→ THE REQUEST
Repeat the entries that follow verbatim, without any of their pictures.

→ INFORMATION SHOWN
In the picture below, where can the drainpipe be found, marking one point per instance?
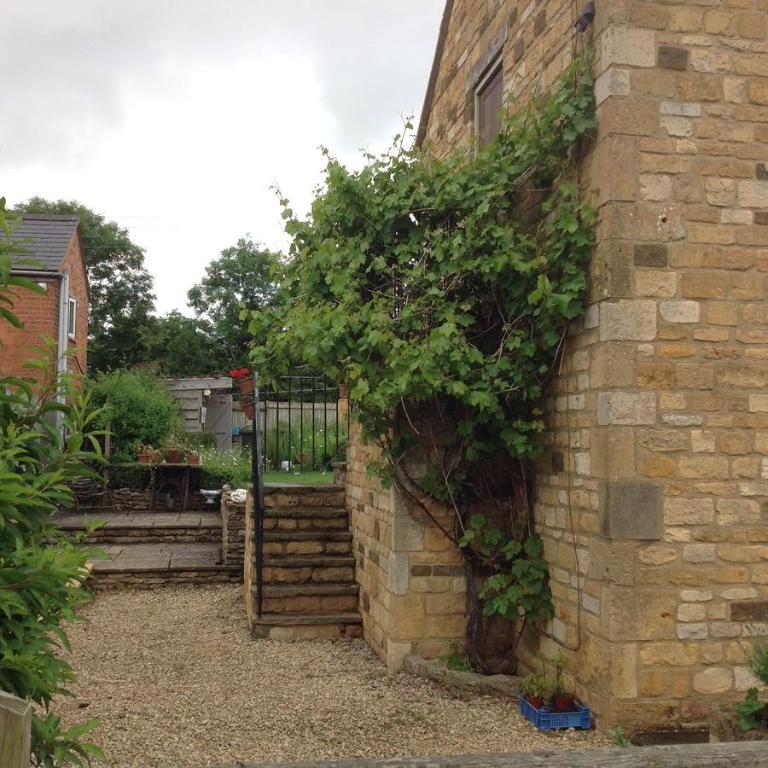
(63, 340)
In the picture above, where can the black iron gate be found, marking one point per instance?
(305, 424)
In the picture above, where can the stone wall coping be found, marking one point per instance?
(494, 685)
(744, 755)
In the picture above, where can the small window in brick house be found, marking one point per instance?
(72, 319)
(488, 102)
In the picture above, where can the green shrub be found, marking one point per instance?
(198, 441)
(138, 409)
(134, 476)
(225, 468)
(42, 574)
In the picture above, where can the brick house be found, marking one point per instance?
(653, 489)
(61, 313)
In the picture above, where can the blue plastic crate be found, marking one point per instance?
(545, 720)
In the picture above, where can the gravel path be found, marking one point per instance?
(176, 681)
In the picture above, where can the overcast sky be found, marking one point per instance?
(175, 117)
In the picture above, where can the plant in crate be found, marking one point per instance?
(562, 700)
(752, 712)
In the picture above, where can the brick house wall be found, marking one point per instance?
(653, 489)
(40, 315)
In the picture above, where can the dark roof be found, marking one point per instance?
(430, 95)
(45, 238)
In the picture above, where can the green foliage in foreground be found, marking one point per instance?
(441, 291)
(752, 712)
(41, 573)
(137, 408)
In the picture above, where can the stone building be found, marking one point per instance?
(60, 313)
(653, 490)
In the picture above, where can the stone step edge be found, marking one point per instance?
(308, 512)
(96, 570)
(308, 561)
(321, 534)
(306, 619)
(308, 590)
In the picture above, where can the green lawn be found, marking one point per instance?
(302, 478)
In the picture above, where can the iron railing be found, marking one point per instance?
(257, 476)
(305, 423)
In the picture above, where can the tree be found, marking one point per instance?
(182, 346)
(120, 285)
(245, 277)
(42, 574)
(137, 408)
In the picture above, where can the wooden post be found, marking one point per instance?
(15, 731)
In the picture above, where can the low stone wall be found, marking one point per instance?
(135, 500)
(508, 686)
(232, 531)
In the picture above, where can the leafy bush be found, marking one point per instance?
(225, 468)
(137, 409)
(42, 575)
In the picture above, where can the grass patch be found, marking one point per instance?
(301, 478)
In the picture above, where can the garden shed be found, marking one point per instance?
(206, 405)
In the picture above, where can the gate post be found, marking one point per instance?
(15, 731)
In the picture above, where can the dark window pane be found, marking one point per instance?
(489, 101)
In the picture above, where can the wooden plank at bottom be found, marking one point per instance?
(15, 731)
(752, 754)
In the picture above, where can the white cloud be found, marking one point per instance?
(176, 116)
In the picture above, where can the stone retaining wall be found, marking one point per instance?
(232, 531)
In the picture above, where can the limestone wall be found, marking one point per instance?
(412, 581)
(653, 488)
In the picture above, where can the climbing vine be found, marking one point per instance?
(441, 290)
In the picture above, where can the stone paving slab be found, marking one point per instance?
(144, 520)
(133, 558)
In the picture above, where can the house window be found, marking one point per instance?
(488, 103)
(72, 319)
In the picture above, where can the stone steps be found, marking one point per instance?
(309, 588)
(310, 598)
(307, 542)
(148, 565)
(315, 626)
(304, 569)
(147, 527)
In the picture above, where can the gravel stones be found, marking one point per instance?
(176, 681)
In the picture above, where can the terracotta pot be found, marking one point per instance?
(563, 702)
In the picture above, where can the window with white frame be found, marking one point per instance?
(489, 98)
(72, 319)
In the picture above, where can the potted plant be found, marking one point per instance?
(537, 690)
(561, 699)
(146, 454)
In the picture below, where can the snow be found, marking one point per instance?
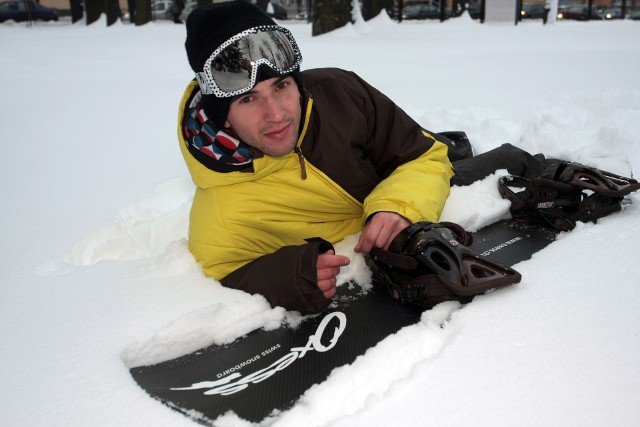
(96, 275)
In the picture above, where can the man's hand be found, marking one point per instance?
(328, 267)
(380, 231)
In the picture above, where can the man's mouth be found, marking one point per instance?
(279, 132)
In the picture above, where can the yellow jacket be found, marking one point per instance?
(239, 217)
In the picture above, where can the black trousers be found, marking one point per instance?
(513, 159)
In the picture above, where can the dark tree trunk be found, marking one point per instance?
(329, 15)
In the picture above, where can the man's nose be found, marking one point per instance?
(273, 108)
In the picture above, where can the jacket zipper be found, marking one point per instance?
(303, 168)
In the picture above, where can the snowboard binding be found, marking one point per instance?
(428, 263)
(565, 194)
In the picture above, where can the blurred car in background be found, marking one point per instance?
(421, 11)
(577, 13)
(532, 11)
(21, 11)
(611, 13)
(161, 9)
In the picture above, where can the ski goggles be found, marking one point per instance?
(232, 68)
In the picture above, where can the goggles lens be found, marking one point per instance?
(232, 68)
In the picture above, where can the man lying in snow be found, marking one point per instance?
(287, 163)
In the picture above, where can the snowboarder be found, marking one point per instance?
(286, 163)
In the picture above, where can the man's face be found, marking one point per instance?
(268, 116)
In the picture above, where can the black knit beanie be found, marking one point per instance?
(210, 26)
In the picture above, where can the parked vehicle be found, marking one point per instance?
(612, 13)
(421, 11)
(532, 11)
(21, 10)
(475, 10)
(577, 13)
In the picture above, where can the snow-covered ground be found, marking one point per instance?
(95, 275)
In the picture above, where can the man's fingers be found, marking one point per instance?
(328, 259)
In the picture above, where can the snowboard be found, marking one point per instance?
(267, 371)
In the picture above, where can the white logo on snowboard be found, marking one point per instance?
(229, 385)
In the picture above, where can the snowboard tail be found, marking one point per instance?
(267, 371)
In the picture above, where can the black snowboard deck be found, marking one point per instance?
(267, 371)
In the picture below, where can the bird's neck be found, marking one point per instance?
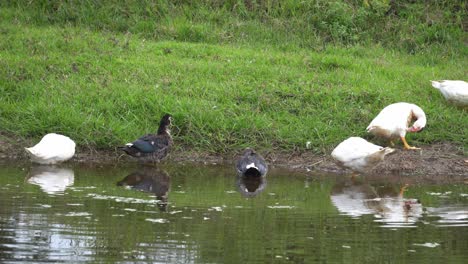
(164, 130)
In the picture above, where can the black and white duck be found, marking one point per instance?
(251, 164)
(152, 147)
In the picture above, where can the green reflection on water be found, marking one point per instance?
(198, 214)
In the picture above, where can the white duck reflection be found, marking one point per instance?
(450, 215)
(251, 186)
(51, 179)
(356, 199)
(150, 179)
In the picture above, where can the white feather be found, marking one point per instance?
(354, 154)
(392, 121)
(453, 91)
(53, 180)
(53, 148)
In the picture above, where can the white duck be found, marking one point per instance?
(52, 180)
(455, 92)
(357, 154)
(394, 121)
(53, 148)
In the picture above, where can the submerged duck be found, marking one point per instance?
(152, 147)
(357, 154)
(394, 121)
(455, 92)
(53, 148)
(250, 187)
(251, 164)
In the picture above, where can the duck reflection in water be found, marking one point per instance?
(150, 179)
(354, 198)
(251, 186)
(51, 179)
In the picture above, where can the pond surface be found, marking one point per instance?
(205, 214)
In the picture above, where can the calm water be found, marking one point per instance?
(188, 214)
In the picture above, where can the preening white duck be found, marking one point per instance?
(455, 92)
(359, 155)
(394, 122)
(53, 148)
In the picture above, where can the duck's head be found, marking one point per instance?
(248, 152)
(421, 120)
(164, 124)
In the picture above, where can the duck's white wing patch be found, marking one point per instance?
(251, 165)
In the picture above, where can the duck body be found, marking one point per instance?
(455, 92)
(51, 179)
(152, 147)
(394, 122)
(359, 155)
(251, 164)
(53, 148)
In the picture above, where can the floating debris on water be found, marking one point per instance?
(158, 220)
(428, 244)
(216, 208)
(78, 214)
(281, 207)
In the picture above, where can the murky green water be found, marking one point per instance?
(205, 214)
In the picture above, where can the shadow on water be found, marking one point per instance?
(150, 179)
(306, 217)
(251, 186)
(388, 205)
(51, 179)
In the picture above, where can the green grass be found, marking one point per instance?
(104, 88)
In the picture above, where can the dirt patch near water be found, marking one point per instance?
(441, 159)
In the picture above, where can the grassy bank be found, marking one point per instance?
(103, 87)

→ RESULT BELOW
In the picture below, where can the drainpipe be found, marking one point per instance?
(63, 340)
In the picture above, where can the black iron gate be found, marking one point per instance?
(305, 424)
In the picture above, where can the stone wall coping be found, marking one point per instance?
(494, 685)
(744, 755)
In the picture above, where can the small window in brick house be found, marking one point per instance?
(72, 319)
(488, 102)
In the picture above, where can the green shrub be found, marking one point per instance?
(198, 441)
(138, 409)
(134, 476)
(225, 468)
(42, 574)
In the picture above, where can the brick house be found, marking one point per instance?
(653, 489)
(61, 313)
In the picture above, where can the blue plastic crate be found, marking one point per instance?
(545, 720)
In the picture above, where can the gravel path be found, marking one point per instance?
(176, 681)
In the picture above, where can the overcast sky be found, marking one point per instance?
(175, 117)
In the picture above, where can the plant in crate be found, marking one point per instance?
(562, 700)
(752, 712)
In the picture above, where can the brick house wall be found, marking one point per instance?
(653, 489)
(40, 315)
In the picture above, where can the dark roof be found, marking one point per instance?
(430, 95)
(45, 238)
In the picture above, where can the green foliage in foreground be found, marking one point per instance?
(441, 291)
(752, 712)
(41, 573)
(137, 408)
In the picture above, where can the stone building be found, marking one point per instance?
(60, 313)
(653, 490)
In the picture above, where can the stone step edge be found, marking one point per instance?
(308, 512)
(96, 570)
(308, 561)
(321, 534)
(306, 619)
(308, 590)
In the picture above, where can the green lawn be found, marking one point per instance?
(302, 478)
In the picture above, where can the iron railing be found, marking one point per instance?
(257, 476)
(305, 423)
In the picture above, where can the tree be found, marking one point per instance?
(182, 346)
(120, 285)
(245, 277)
(42, 574)
(137, 408)
In the picture above, where can the wooden post be found, marking one point per instance?
(15, 731)
In the picture above, where can the low stone wall be found, marking one point per instance?
(135, 500)
(508, 686)
(232, 531)
In the picture above, where can the leafy bush be found, marking one point per instance?
(225, 468)
(137, 409)
(42, 575)
In the picture above, where can the grass patch be found, marking one point per instance?
(301, 478)
In the picture above, where can the garden shed be found, marking one point per instance?
(206, 405)
In the picture above, where can the gate post be found, marking one point per instance?
(15, 731)
In the picture above, where can the dark window pane be found, marking one point per instance?
(489, 101)
In the picture above, where can the wooden plank at bottom be found, marking one point per instance?
(15, 731)
(752, 754)
In the picture above, where can the white cloud be found, marking one point per instance?
(176, 116)
In the picture above, where can the stone retaining wall be found, marking one point per instance?
(232, 531)
In the picture above, where can the limestone wall be found, marking one point per instance?
(412, 581)
(653, 488)
In the picture above, where can the climbing vine be found, marking one point per instance?
(441, 290)
In the picture above, where can the stone paving slab be found, marking one point per instance?
(144, 520)
(133, 558)
In the picture above, where can the house window be found, marking one point per instance?
(488, 103)
(72, 319)
In the picture above, where can the stone steps be found, marking one point per instance?
(309, 588)
(310, 598)
(307, 542)
(148, 565)
(315, 626)
(304, 569)
(147, 527)
In the picture above, where can the gravel stones be found, marking one point per instance?
(176, 681)
In the picture above, where can the terracotta pot be found, marking one point per instance?
(563, 702)
In the picture above, where can the window with white frame be found, marking one point per instance?
(489, 98)
(72, 319)
In the picture above, where can the potted plant be found, marking one point per instance?
(537, 690)
(561, 699)
(146, 454)
In the picture below, where can the snow be found, marking one point per instance?
(96, 275)
In the picture above, where can the man's hand be found, marking one point per instance?
(328, 267)
(380, 231)
In the picture above, where can the man's mouth be found, marking one point per instance?
(279, 132)
In the picture above, where can the yellow jacket be found, marking one point per instance?
(239, 217)
In the picture above, where can the black trousers be found, marking one point per instance?
(513, 159)
In the picture above, where can the dark tree trunk be found, marking one point per instance?
(329, 15)
In the picture above, where can the man's nose be found, marking one point per instance?
(273, 108)
In the picture above, where can the jacket zipper be found, marking one point per instance?
(303, 168)
In the picture above, where can the snowboard binding be found, marking one point per instance?
(428, 263)
(565, 194)
In the picture above, where can the blurred car in background be found, marking one point per instance?
(421, 11)
(577, 13)
(532, 11)
(21, 11)
(611, 13)
(161, 9)
In the picture above, where can the ski goggles be found, marking one point per instance?
(232, 68)
In the picture above, where can the goggles lens be found, marking one point per instance?
(232, 68)
In the picture above, where can the man lying in snow be found, marking one point per instance?
(287, 163)
In the picture above, where can the snowboarder be found, marking one point per instance?
(286, 163)
In the picture above, where can the man's face be found, marking one point per instance?
(268, 116)
In the picture above, where can the black knit beanie be found, marking one point per instance?
(210, 26)
In the picture above, where can the parked vehicle be found, marking one point per instance?
(612, 13)
(421, 11)
(532, 11)
(21, 10)
(475, 10)
(577, 13)
In the picture above, where can the snow-covered ground be found, marking one point per instance?
(95, 275)
In the picture above, where can the man's fingers be found, marking one point per instance?
(328, 259)
In the picture above, where can the snowboard be found, marking one point per instance?
(267, 371)
In the picture above, where can the white logo on snowboard be found, marking one point per instance?
(229, 385)
In the picture above, where can the snowboard tail be found, marking one point per instance?
(267, 371)
In the picture above, where can the black snowboard deck be found, marking one point per instance?
(267, 371)
In the picture below, where can the bird's neck be found, marking one point per instance?
(164, 130)
In the picture above, where can the black and white duck be found, marking one point per instance?
(251, 164)
(152, 147)
In the picture above, where can the green reflection on water be found, marking one point per instance?
(198, 214)
In the picture above, where can the white duck reflection be found, marking one point per instance?
(450, 215)
(251, 186)
(51, 179)
(356, 199)
(150, 179)
In the picture above, where can the white feather be found, marking one point per instance?
(354, 154)
(392, 121)
(453, 91)
(53, 180)
(53, 148)
In the picture above, where can the white duck be found, marking one point per instance?
(52, 180)
(455, 92)
(357, 154)
(394, 121)
(53, 148)
In the picture above, where can the submerged duck be found, marking one point per instance?
(152, 147)
(357, 154)
(394, 121)
(455, 92)
(53, 148)
(250, 187)
(251, 164)
In the picture above, where can the duck reflection in water be found, marking one point per instance?
(150, 179)
(354, 198)
(251, 186)
(51, 179)
In the picture above, where can the pond surface be found, marking one point per instance?
(205, 214)
In the picture above, where can the calm water be found, marking one point per instance?
(188, 214)
In the picture above, where can the preening white duck be found, marking one point per instance?
(455, 92)
(359, 155)
(394, 122)
(53, 148)
In the picture above, where can the duck's head be found, marking one point per instance?
(248, 152)
(421, 120)
(164, 124)
In the picture above, where can the duck's white wing patch be found, marking one point per instance?
(251, 165)
In the picture above, where can the duck body be found, marking one point per instance?
(455, 92)
(51, 179)
(152, 147)
(394, 122)
(359, 155)
(251, 164)
(53, 148)
In the picture above, where can the floating debris on water be found, marking one point per instance?
(158, 220)
(428, 244)
(216, 208)
(78, 214)
(281, 207)
In the picture above, where can the murky green water be found, marking one point per instance?
(205, 214)
In the picture above, where can the shadow on water be found, marking one point per instance?
(150, 179)
(306, 217)
(251, 186)
(388, 205)
(51, 179)
In the picture above, where can the green grass be found, marking one point per instance?
(104, 88)
In the picture above, where can the dirt patch near water be found, marking one point per instance?
(441, 159)
In the picture above, where can the grassy bank be found, marking one point per instance?
(103, 87)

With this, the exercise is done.